## WORK TO DO
a - From the post about the King's Cake, print the passage that begins at the words "The King's Cake" and stops after "and take notice.".
b - In the post about the King's Cake, who brought in breakfast that Friday at the office?

## TEXT TO READ
Friday, February 04, 2005

The King's Cake

Friday at the office dawned beautifully. One of the lawyers brought in breakfast, I was wearing jeans, and I had no faxes, emails, nor voicemails to mar my peaceful morning. As I sat daydreaming about what I would do during Carnival and buffing my nails (not buffing so much as using scissors to eradicate a hangnail), The FedEx guy brought up the packages.

There was one package that caused me to shove the scissors to the side and take notice.

This box was covered in cartoon-like scrawls, with a big print label marked "King's Cake." Intrigued, I asked who sent it. FedEx didn't know. A few more discreet inquiries later, the addressee didn't know, either. Not that it mattered. I was simply happy because we had a cake in the office.

While I was attempting to use my special Receptionist-vision to see through the box and determine the flavor, Christy (a Rep) walked by and stopped, amazed. "That is entirely inappropriate!!" she exclaimed, shaking her head and continuing, "I wonder what flavor it is. They can be really good."

## GIVEN DATA
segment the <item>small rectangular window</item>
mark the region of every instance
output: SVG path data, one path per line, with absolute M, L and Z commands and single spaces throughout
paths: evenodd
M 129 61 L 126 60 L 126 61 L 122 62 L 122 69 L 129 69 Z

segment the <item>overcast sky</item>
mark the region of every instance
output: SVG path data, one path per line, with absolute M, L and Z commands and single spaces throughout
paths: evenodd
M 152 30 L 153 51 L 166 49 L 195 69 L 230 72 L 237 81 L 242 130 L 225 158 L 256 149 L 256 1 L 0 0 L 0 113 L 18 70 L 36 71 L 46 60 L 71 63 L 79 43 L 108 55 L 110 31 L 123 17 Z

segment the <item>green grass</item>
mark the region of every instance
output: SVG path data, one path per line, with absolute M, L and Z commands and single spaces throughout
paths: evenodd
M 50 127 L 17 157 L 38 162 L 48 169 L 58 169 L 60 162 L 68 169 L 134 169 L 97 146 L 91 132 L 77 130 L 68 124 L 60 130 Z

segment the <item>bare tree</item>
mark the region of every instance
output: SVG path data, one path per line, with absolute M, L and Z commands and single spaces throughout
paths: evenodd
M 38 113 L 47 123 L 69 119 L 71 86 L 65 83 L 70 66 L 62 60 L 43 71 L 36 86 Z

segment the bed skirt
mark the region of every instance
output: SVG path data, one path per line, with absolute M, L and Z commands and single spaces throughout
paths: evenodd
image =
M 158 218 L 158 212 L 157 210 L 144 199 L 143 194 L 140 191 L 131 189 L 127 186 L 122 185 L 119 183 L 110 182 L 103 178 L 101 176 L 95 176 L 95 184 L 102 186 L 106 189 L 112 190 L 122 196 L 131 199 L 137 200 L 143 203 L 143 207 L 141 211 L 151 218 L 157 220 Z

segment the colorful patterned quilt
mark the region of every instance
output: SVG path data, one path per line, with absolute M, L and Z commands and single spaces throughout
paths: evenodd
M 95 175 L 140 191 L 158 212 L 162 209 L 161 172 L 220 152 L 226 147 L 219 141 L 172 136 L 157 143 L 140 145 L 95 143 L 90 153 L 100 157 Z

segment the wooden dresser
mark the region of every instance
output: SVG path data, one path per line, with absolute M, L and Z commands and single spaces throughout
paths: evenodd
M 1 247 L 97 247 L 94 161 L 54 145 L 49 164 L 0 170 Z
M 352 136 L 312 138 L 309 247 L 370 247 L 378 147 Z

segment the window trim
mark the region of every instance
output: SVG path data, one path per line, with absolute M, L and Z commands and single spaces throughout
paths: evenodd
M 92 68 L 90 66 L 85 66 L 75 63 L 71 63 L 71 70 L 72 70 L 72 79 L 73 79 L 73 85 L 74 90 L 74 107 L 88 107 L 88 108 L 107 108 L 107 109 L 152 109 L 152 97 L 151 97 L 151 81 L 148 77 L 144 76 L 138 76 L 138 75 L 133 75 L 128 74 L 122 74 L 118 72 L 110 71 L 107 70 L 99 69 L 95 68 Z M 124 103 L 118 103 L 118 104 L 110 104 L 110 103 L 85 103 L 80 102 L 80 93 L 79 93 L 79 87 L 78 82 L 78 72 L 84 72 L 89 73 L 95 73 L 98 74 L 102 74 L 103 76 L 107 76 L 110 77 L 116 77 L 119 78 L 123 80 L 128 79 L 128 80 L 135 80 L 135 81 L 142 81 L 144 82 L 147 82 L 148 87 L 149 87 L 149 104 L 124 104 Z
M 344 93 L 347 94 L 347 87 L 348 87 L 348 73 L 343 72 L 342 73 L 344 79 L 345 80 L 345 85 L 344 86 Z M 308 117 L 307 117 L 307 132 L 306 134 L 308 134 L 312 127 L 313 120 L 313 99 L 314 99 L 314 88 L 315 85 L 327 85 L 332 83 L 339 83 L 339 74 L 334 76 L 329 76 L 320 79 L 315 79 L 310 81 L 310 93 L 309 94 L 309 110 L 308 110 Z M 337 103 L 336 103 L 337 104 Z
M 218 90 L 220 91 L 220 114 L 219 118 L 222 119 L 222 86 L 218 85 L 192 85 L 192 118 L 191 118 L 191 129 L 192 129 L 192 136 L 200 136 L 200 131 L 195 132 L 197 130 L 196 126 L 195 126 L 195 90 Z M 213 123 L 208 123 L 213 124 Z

## RESPONSES TO THE EXERCISE
a -
The King's Cake

Friday at the office dawned beautifully. One of the lawyers brought in breakfast, I was wearing jeans, and I had no faxes, emails, nor voicemails to mar my peaceful morning. As I sat daydreaming about what I would do during Carnival and buffing my nails (not buffing so much as using scissors to eradicate a hangnail), The FedEx guy brought up the packages.

There was one package that caused me to shove the scissors to the side and take notice.

b - One of the lawyers.